◆ **STATED TASK**
Rewrite the stretch from the line containing "One point marks each instance of the man's face." through the line containing "One point marks each instance of the red", changing every "metal" to "steel" and leaving everything else unchanged.

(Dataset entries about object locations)
◆ ◆ ◆ ◆

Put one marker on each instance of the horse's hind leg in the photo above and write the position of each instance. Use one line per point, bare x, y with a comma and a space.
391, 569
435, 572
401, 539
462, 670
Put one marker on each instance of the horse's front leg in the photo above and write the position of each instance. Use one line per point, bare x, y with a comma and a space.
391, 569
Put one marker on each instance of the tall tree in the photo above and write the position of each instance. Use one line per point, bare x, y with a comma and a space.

◆ ◆ ◆ ◆

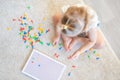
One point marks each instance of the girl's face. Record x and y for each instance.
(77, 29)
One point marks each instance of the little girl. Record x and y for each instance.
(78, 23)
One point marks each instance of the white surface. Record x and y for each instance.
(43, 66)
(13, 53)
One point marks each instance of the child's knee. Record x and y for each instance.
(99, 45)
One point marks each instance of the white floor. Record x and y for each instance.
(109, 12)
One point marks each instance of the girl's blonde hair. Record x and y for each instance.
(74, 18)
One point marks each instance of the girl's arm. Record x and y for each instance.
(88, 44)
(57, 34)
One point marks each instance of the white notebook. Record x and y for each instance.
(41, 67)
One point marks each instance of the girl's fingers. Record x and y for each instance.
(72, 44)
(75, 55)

◆ ◆ ◆ ◆

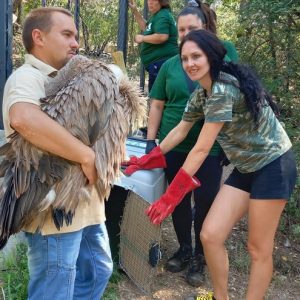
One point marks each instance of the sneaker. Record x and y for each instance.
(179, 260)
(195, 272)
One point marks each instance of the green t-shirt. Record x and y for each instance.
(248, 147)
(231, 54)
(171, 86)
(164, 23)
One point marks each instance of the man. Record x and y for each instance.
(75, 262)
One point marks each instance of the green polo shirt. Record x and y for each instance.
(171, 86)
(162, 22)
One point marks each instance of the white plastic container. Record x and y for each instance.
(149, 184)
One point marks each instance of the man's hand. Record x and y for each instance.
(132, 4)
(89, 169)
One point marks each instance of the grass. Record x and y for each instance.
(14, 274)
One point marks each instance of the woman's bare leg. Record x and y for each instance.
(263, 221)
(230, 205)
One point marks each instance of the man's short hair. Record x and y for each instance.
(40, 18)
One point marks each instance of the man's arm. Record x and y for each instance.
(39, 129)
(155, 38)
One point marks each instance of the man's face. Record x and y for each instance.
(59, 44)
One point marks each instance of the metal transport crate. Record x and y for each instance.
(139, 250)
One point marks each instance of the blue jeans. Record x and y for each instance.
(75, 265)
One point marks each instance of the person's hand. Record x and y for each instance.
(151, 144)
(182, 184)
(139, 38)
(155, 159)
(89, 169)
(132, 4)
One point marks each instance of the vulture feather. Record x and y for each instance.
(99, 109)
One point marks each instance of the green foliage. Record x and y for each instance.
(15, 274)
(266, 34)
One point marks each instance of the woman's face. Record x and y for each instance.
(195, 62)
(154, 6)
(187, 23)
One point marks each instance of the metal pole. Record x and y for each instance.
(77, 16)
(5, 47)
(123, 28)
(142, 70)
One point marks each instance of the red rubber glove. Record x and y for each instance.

◆ ◆ ◆ ◆

◆ **OUTPUT OF THE TASK**
One point marks each instance of the man's face. Record x and y for each instance.
(59, 44)
One point marks each instance of the steel transport crate. Record x and y for each instance.
(139, 250)
One point marks each instance of the blue jeans. Record x and y for each instance.
(75, 265)
One point marks each instance of the person's hand. Record x and y for each instance.
(151, 144)
(182, 184)
(139, 38)
(155, 159)
(89, 169)
(132, 4)
One point marks each instance of the vulture feather. Record x and y for each instance.
(99, 109)
One point marks each instance of the green foliage. Record x and y for each instance.
(15, 274)
(266, 34)
One point marks each instance of the woman's face. Record x and y for each instance.
(195, 62)
(154, 6)
(187, 23)
One point marks each instance of the steel pole. Record x and y for each instance.
(77, 16)
(5, 47)
(123, 28)
(142, 70)
One point marks each instance of the red rubber glove. Record x and y for each instance.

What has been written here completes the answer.